Exercise brief:
Write out every line from the listing below where the string "pointer" is found.

Start of Data to examine

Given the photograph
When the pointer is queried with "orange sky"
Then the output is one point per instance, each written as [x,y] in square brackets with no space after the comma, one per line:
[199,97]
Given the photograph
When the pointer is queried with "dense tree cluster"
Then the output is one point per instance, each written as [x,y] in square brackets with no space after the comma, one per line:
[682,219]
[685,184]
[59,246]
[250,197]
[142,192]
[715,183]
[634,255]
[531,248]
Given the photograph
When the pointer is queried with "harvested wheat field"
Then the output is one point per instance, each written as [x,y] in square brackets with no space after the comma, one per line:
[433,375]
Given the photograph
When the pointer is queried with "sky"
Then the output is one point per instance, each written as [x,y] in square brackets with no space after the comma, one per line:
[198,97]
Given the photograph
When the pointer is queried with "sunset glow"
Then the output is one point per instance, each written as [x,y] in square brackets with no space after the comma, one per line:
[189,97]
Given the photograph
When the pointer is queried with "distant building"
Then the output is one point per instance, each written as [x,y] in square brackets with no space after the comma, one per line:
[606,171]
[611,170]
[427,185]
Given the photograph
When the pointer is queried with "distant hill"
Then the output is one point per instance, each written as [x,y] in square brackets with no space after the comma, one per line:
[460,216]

End of Data to examine

Result of the task:
When the pointer is queried with "orange sky"
When the pointer is queried with "dense tree cluster"
When the pointer is queried with "harvested wheat field"
When the pointer is queried with "sky"
When the pointer is queried with "sunset glow"
When the pointer is queried with "distant building"
When the pointer is queried with "distant hill"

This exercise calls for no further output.